*CONSIGNES DE L'EXERCICE:*
1: D'après le texte sur l'échevinage de la juridiction, qui devrait aller évaluer l'état de la personne lorsque celle-ci demande à être entendue ?
2: Recopiez mot pour mot le passage du texte sur l'échevinage de la juridiction qui va de « Notre organisation considère » à « à être entendue. », ces deux bornes incluses.

*TEXTE DE L'EXERCICE:*
Néanmoins, UNITÉ MAGISTRATS SNM FO a eu l'occasion de tirer la sonnette d'alarme sur la faisabilité malaisée de cette obligation d'audiences physique dans le cadre d'une justice largement sous-dotée par rapport aux missions qui lui sont confiées.

Ce d'autant que la loi applicable en matière d'isolement et de contention prescrit que ces mesures doivent être utilisées en « dernier recours », critère malaisé à vérifier par un juge en ce qu'il est selon nous un critère plus médical que juridique. Il invite en effet à examiner si le psychiatre avait un autre moyen à sa disposition compte-tenu du tableau psychique présenté par le patient, ce qui peut difficilement être examiné sans connaissances médicales.

Notre organisation considère dès lors que l'échevinage de la juridiction permettrait de faire en sorte que ce soit le psychiatre, et non le juge, qui aille évaluer l'état de la personne si celle-ci demande à être entendue.

Au total, UNITÉ MAGISTRATS SNM FO soutient que cet échevinage permettrait à la fois :

    • de réaliser un contrôle plus proche de celui qu'avait en tête le Conseil Constitutionnel

    • d'assurer un meilleur respect des libertés fondamentales du patient en rendant effective la notion de « dernier recours »

    • de permettre enfin de résoudre l'impossibilité matérielle d'assurer ces déplacements par les juges des libertés et de la détention

IV. Propositions d'UNITÉ MAGISTRATS SNM FO dans le cadre d'un contrôle de légalité

Le cadre d'intervention du juge étant plus modeste, les propositions présentées par notre syndicat sont de moindre ampleur, mais restent de nature à améliorer sensiblement la qualité du contentieux.

*DONNÉES DISPONIBLES:*

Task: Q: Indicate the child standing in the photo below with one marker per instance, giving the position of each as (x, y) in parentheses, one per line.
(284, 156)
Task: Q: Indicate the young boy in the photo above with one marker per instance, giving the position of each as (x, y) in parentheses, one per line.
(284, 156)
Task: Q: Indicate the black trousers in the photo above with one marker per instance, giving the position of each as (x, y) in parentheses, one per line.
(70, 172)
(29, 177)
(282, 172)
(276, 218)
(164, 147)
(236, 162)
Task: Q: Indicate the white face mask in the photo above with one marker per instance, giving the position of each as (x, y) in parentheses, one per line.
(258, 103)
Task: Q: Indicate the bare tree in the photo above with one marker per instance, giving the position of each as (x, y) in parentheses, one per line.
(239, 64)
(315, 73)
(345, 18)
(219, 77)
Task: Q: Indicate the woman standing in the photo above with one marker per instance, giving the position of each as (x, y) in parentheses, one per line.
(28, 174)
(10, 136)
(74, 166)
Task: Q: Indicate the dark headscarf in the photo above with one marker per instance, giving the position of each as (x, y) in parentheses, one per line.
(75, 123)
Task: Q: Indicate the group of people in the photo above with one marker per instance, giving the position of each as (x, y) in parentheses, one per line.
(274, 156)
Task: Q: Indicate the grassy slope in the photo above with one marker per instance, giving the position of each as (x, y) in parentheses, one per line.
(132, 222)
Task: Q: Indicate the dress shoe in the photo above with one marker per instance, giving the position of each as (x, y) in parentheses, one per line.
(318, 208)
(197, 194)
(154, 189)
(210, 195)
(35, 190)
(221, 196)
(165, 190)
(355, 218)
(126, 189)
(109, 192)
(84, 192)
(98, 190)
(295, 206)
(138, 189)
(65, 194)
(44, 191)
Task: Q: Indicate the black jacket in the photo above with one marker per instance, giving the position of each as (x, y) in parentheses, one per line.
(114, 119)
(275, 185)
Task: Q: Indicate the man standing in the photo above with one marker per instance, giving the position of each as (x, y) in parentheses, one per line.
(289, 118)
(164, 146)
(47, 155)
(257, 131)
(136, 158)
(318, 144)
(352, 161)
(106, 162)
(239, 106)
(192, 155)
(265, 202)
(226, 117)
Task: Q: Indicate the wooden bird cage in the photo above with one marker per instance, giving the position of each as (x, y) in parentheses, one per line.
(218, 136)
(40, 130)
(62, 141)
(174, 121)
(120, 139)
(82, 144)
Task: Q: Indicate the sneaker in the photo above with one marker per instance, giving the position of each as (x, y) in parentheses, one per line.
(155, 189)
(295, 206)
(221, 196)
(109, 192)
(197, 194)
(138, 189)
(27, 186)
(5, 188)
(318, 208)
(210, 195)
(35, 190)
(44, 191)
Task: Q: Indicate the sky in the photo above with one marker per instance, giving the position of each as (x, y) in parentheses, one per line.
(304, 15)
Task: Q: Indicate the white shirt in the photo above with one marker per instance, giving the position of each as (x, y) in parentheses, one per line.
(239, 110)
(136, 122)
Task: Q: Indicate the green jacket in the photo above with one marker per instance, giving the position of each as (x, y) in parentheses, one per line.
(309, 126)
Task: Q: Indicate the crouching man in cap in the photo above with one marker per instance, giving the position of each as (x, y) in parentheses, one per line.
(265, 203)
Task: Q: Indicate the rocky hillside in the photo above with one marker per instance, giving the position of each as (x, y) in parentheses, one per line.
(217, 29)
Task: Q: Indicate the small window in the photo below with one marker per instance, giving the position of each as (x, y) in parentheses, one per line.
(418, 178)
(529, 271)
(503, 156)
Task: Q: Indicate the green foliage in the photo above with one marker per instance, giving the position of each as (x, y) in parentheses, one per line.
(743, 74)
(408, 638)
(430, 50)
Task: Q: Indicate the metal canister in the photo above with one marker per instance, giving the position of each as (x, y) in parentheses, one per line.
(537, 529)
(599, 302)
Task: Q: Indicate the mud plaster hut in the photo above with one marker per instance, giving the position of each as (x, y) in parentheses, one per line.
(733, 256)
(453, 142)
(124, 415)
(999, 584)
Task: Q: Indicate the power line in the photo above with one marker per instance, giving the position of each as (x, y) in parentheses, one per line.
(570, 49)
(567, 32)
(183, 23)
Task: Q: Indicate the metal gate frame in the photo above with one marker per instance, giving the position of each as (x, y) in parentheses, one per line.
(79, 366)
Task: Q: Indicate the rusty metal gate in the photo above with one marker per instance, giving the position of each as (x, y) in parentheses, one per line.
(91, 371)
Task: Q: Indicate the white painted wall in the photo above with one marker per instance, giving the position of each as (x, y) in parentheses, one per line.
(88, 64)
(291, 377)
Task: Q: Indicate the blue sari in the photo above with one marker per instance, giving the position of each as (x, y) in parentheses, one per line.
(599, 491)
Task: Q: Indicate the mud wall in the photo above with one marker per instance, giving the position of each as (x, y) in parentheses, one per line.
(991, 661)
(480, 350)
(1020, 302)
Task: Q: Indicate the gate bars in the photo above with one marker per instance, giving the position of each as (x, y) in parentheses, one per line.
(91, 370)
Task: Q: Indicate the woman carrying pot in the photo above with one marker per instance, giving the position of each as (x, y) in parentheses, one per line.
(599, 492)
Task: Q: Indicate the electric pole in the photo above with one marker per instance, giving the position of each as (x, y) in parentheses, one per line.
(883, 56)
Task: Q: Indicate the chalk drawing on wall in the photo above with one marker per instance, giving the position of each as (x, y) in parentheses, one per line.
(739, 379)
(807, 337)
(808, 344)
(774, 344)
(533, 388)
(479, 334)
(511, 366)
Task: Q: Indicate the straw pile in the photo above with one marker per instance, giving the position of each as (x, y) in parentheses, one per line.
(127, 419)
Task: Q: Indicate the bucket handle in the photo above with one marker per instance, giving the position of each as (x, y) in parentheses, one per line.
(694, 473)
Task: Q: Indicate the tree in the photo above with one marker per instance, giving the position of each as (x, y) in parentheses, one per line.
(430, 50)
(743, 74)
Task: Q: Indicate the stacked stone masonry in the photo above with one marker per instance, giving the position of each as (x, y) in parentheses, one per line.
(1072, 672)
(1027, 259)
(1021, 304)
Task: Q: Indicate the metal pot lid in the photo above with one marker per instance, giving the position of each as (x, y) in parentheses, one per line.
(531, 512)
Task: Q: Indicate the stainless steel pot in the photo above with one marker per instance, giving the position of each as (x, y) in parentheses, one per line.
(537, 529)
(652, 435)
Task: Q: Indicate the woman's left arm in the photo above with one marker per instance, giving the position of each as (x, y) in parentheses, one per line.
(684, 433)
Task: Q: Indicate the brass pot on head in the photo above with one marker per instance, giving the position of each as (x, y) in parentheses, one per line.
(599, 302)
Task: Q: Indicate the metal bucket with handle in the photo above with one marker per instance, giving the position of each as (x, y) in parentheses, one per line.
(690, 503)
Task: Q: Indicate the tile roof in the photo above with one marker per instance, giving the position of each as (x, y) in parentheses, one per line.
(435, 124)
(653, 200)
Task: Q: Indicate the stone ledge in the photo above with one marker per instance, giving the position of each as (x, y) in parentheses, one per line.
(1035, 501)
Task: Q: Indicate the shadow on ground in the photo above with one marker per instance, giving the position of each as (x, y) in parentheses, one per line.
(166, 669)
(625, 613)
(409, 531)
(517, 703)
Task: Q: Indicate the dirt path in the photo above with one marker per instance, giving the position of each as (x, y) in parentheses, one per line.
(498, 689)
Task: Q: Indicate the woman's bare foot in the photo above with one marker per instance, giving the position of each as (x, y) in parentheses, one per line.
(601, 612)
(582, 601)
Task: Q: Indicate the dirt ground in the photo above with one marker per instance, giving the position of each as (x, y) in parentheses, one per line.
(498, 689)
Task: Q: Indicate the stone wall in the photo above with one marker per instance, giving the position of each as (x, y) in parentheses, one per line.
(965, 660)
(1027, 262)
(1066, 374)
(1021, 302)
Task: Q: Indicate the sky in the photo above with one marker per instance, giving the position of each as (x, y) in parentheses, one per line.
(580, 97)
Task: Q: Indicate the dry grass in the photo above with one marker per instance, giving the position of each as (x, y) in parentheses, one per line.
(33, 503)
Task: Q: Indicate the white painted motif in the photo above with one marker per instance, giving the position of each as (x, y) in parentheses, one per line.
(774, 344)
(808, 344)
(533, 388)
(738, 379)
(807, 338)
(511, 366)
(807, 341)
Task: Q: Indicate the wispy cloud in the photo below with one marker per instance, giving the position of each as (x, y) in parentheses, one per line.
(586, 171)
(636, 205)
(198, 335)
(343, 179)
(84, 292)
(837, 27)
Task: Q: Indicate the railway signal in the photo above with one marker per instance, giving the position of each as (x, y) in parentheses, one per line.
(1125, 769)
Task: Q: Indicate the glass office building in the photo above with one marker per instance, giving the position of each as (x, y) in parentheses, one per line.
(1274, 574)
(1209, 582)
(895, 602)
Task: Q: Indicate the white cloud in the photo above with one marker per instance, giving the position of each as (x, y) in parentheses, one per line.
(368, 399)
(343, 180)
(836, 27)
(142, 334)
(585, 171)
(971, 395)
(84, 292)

*RÉSULTATS ATTENDUS:*
1: Le psychiatre, et non le juge.

2:
Notre organisation considère dès lors que l'échevinage de la juridiction permettrait de faire en sorte que ce soit le psychiatre, et non le juge, qui aille évaluer l'état de la personne si celle-ci demande à être entendue.